■ Stated goal
Nothing should be left out: output all of the entries exactly.

%%

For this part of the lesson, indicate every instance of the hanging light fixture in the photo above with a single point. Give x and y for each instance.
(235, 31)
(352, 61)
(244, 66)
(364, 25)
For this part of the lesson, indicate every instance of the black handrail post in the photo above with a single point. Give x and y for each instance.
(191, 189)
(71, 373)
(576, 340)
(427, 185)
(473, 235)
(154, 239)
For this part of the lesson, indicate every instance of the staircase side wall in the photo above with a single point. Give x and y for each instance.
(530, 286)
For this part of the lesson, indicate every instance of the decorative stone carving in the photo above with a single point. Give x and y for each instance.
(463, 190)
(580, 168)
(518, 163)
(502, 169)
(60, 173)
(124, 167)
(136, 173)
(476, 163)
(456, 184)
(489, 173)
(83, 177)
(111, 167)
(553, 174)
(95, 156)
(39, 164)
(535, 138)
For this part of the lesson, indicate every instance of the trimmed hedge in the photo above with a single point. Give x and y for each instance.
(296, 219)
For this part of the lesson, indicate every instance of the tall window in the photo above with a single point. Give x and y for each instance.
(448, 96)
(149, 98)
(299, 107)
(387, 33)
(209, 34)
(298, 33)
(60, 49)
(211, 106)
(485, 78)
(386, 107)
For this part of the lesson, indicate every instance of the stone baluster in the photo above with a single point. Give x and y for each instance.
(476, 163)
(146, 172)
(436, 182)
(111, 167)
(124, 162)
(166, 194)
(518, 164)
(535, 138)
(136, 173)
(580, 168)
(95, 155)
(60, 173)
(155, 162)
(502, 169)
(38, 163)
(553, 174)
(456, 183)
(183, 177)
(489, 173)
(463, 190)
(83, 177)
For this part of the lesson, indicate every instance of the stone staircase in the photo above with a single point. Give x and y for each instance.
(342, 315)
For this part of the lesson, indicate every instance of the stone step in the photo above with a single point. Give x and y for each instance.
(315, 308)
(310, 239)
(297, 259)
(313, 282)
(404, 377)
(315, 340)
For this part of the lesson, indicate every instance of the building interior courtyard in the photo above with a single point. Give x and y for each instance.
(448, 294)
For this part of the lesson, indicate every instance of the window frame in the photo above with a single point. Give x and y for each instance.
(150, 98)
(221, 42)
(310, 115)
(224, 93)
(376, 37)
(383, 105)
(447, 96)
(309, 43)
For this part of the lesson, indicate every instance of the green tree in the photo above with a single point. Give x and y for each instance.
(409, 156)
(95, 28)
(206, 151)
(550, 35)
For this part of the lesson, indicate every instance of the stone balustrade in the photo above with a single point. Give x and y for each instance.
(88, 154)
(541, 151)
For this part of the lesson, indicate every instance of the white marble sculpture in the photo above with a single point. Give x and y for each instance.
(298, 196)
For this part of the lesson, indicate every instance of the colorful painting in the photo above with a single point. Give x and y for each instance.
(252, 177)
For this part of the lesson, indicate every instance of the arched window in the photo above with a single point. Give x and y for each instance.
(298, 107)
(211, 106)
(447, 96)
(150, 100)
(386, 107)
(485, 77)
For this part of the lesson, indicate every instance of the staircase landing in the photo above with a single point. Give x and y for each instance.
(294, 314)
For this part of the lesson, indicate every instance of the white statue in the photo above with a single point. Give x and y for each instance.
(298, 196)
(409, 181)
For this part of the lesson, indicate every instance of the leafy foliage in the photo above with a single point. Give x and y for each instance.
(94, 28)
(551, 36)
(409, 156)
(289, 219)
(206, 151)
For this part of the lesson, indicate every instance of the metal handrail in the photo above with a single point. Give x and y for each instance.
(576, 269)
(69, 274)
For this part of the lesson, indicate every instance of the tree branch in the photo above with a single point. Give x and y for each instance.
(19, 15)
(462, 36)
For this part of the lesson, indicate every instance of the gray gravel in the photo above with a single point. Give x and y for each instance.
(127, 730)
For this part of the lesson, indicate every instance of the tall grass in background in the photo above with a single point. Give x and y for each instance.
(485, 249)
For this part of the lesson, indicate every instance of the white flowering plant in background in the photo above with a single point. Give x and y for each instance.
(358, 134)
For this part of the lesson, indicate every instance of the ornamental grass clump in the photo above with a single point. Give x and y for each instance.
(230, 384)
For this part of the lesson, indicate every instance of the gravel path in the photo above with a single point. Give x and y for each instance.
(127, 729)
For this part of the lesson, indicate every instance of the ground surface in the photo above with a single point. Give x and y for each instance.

%%

■ Exercise answer
For this part of the lesson, indicate every instance of the hanging light fixture in the photo above with a single point. Give x and y for each instance.
(235, 31)
(352, 61)
(244, 66)
(364, 25)
For this part of the lesson, indicate every instance of the black handrail post in the photo above with a single point. Give x and y for each instance.
(191, 189)
(71, 373)
(576, 340)
(427, 185)
(473, 235)
(154, 239)
For this part of the lesson, indicate every instance of the staircase side wall in the photo above with a single point. Give x and y for each instance.
(530, 286)
For this part of the lesson, indicate every instance of the decorative stone carving in the photo above with a single point. Give x and y for each instance.
(463, 190)
(580, 168)
(518, 163)
(502, 169)
(60, 173)
(124, 167)
(136, 173)
(476, 163)
(456, 184)
(489, 173)
(83, 177)
(111, 167)
(553, 174)
(95, 156)
(39, 164)
(535, 138)
For this part of the lesson, indicate every instance of the trimmed hedge in the photo above with a single point. Give x and y for each instance.
(296, 219)
For this part of the lesson, indicate every instance of the tall window in the photo above with a single point. Give x and y for each instance.
(448, 96)
(149, 98)
(299, 107)
(387, 33)
(209, 34)
(298, 33)
(60, 49)
(211, 106)
(485, 78)
(386, 107)
For this part of the lesson, indicate every instance of the stone baluster in the photo above with a single point. Give x and y for each instance.
(476, 163)
(146, 172)
(436, 182)
(111, 167)
(124, 162)
(166, 194)
(518, 164)
(535, 138)
(136, 173)
(580, 168)
(95, 155)
(60, 173)
(155, 162)
(502, 169)
(38, 163)
(553, 174)
(456, 183)
(183, 177)
(489, 173)
(463, 190)
(83, 177)
For this part of the lesson, indicate every instance of the stone staircase in the photo above with a single point. Give x and y for each instance.
(342, 315)
For this part of the lesson, indicate every instance of the stone step in the photo above with a single point. Give x and y for each instance.
(315, 308)
(310, 239)
(297, 259)
(313, 282)
(404, 377)
(315, 340)
For this part of the lesson, indicate every instance of the building interior courtyard in the photo above with a single point. Give x and y for each instance.
(448, 294)
For this part of the lesson, indicate every instance of the window frame in the photo above with a single point. Give x and y for each instance.
(150, 98)
(221, 42)
(310, 115)
(224, 93)
(376, 37)
(383, 105)
(447, 96)
(309, 43)
For this part of the lesson, indicate every instance of the green tree in the photo above with a single point. Give x and y for each instance.
(409, 156)
(95, 28)
(206, 151)
(550, 35)
For this part of the lesson, indicate every instance of the stone balustrade in the photo above with a single point. Give x and y for each instance.
(88, 154)
(541, 151)
For this part of the lesson, indicate every instance of the white marble sculpture in the photo above with a single point. Give x and y for each instance.
(298, 196)
For this part of the lesson, indicate every instance of the colorful painting in the photo above with a single point. Give x and y for each instance.
(252, 177)
For this part of the lesson, indicate every instance of the arched window in the photo above with a single point. Give x and y for each instance.
(298, 107)
(211, 106)
(447, 96)
(150, 100)
(386, 107)
(485, 77)
For this part of the lesson, indicate every instance of the staircase landing in the photo above with a single point. Give x and y for each instance.
(294, 314)
For this part of the lesson, indicate every instance of the white statue in the photo above with a single point. Give x and y for each instance.
(298, 196)
(409, 181)
For this part of the lesson, indicate every instance of the leafy foliage in the photo above with a single point. Give x and y for each instance.
(94, 28)
(551, 36)
(409, 156)
(289, 219)
(206, 151)
For this part of the lesson, indicate every instance of the metal handrail in the photo above with a single point. Give x and y for each instance.
(576, 269)
(69, 274)
For this part of the lesson, indicate every instance of the tree branch in the photo above with a single point. Give x and y for each instance.
(19, 15)
(462, 36)
For this part of the lesson, indicate every instance of the gray gravel in the photo above with a single point. Give x and y for each instance.
(127, 730)
For this part of the lesson, indicate every instance of the tall grass in background in the photo above with a single point. Give x and y for each instance.
(485, 249)
For this part of the lesson, indicate every instance of the white flowering plant in background in the photo above with a single point. Give x and y for each instance.
(358, 134)
For this part of the lesson, indicate every instance of the ornamental grass clump in the photo above with a single point. Give x and y for each instance.
(230, 384)
For this part of the lesson, indicate every instance of the gravel path in the photo above with a single point. Give x and y for each instance.
(127, 729)
For this part of the lesson, indicate every instance of the ground surface in the photo above with a single point. Give x and y for each instance.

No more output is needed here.